Research Overview (top)
Shape is a powerful visual cue for recognizing ob jects in images, segmenting images into regions
corresponding to individual objects, and, more generally, understanding the 3D structures of scenes.
However, to be able to exploit shape information, we need reliable ways of detecting fragments of
ob ject boundaries, a difficult problem in itself. We also need a way of incorporating the boundary
information into the image interpretation process. Thus, we are investigating possible solutions to
both problems in a two-part research project. In the first part, we explore ways to reliably detect
occluding boundaries. Starting with the large body of work in detecting meaningful contours by
using appearance cues from single images, we focus on methods of incorporating motion cues
in addition to appearance cues for better detection of occlusion boundaries. In the second part,
we explore different ways in which boundaries can be used in key vision tasks by investigating the
integration of boundary information in segmentation and category recognition.
Introduction (top)
Image interpretation, e.g. the ability to recognize object categories in images, remains a
formidable challenge. While considerable progress has been made in using image descriptions
based on local appearance or texture,
effective ways of extracting, representing, and using shape information are not nearly as advanced.
This is problematic since many object categories are defined by their function and it is typically
the case that function dictates an objects shape rather than its low-level surface appearance.

## DATA TO USE
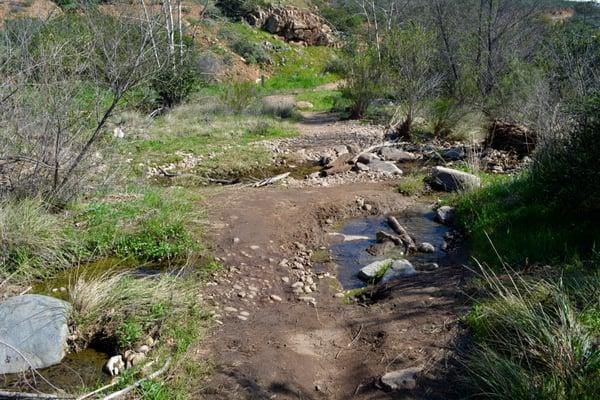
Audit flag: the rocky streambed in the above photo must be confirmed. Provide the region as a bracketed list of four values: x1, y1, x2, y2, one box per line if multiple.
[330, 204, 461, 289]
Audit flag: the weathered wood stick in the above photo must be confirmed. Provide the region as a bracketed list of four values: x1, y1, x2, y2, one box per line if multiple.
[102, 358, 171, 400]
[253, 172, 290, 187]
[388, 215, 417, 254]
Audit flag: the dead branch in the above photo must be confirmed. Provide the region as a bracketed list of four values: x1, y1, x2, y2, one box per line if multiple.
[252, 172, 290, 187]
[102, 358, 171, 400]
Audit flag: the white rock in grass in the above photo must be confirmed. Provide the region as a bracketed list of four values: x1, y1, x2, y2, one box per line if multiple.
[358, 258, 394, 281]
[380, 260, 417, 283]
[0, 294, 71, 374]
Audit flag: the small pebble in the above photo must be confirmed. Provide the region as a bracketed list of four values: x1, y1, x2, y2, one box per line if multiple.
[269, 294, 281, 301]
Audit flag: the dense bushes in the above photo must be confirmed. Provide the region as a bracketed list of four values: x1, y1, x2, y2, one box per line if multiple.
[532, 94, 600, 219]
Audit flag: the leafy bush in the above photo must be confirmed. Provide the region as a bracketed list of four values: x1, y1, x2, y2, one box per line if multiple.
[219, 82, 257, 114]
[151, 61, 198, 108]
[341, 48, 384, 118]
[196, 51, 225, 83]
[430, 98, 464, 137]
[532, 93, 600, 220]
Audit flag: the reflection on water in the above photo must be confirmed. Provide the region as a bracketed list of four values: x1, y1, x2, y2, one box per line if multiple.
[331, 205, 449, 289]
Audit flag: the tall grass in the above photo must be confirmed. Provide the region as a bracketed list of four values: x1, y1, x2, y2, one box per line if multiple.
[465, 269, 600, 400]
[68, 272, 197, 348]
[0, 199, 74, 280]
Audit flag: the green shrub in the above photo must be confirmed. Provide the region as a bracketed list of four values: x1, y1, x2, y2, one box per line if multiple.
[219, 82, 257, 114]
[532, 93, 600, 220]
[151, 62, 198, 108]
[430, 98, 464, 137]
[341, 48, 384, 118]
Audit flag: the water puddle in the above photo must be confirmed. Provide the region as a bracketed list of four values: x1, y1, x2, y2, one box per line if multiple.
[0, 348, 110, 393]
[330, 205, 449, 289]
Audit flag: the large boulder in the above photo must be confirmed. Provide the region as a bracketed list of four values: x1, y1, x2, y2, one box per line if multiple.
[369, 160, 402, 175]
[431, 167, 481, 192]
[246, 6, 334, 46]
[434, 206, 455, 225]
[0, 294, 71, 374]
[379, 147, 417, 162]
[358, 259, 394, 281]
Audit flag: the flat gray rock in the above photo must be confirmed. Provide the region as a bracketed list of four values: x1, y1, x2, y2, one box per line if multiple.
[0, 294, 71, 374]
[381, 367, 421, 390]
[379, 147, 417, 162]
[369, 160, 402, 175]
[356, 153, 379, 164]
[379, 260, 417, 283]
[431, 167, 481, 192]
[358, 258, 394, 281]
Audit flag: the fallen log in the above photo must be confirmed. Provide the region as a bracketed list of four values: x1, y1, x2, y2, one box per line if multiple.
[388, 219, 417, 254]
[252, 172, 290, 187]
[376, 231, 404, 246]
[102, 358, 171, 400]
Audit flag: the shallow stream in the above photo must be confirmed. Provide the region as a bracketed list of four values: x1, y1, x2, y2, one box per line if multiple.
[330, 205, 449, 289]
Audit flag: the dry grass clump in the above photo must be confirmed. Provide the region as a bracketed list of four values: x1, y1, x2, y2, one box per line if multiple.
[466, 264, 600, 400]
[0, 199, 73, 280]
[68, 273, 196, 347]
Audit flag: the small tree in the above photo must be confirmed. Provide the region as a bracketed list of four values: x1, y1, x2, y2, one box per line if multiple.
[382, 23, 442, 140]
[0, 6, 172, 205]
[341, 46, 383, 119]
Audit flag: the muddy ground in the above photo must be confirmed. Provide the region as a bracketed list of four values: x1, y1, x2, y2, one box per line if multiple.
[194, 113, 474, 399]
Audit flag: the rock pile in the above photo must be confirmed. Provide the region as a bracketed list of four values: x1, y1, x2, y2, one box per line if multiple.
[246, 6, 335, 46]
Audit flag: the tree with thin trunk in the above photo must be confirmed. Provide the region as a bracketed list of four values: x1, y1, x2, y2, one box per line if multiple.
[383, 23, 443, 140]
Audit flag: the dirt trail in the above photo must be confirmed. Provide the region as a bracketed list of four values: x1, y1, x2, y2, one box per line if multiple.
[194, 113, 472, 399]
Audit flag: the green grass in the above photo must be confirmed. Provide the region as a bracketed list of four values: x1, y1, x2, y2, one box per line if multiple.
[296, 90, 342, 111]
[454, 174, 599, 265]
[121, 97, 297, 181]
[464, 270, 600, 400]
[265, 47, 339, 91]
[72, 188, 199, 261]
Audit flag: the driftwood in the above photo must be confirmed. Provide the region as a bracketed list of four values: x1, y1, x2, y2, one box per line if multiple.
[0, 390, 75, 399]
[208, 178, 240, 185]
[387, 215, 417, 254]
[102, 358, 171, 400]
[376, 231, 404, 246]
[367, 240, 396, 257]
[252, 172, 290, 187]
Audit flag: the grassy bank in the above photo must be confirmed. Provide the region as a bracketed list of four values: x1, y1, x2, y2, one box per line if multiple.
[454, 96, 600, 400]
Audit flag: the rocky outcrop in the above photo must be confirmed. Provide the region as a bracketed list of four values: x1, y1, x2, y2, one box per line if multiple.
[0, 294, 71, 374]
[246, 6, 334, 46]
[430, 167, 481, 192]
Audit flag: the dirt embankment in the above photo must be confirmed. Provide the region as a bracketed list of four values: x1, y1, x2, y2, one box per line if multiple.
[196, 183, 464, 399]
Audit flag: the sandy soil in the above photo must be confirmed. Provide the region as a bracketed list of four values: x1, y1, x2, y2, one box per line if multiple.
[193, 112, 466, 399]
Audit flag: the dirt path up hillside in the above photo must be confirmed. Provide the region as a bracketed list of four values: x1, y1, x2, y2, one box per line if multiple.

## WRITTEN PROBLEM 1
Restate everything from "Research Overview (top)" down to "structures of scenes." in the research overview, swapping "powerful" for "strong".
## WRITTEN PROBLEM 2
Turn everything in the listing from the line containing "Audit flag: the dirt trail" down to the line containing "[196, 183, 464, 399]" into a Markdown table with the columns No. and Line, leaving out blank lines.
The research overview and the listing are unrelated to each other.

## EXERCISE SOLUTION 1
Research Overview (top)
Shape is a strong visual cue for recognizing ob jects in images, segmenting images into regions
corresponding to individual objects, and, more generally, understanding the 3D structures of scenes.

## EXERCISE SOLUTION 2
| No. | Line |
|---|---|
| 1 | Audit flag: the dirt trail in the above photo must be confirmed. Provide the region as a bracketed list of four values: x1, y1, x2, y2, one box per line if multiple. |
| 2 | [194, 113, 472, 399] |
| 3 | Audit flag: the green grass in the above photo must be confirmed. Provide the region as a bracketed list of four values: x1, y1, x2, y2, one box per line if multiple. |
| 4 | [296, 90, 342, 111] |
| 5 | [454, 174, 599, 265] |
| 6 | [121, 97, 297, 181] |
| 7 | [464, 270, 600, 400] |
| 8 | [265, 47, 339, 91] |
| 9 | [72, 188, 199, 261] |
| 10 | Audit flag: the driftwood in the above photo must be confirmed. Provide the region as a bracketed list of four values: x1, y1, x2, y2, one box per line if multiple. |
| 11 | [0, 390, 75, 399] |
| 12 | [208, 178, 240, 185] |
| 13 | [387, 215, 417, 254] |
| 14 | [102, 358, 171, 400] |
| 15 | [376, 231, 404, 246] |
| 16 | [367, 240, 396, 257] |
| 17 | [252, 172, 290, 187] |
| 18 | Audit flag: the grassy bank in the above photo must be confirmed. Provide the region as a bracketed list of four values: x1, y1, x2, y2, one box per line if multiple. |
| 19 | [454, 96, 600, 400] |
| 20 | Audit flag: the rocky outcrop in the above photo must be confirmed. Provide the region as a bracketed list of four values: x1, y1, x2, y2, one box per line if multiple. |
| 21 | [0, 294, 71, 374] |
| 22 | [246, 6, 334, 46] |
| 23 | [430, 167, 481, 192] |
| 24 | Audit flag: the dirt embankment in the above photo must be confirmed. Provide the region as a bracketed list of four values: x1, y1, x2, y2, one box per line if multiple. |
| 25 | [196, 183, 464, 399] |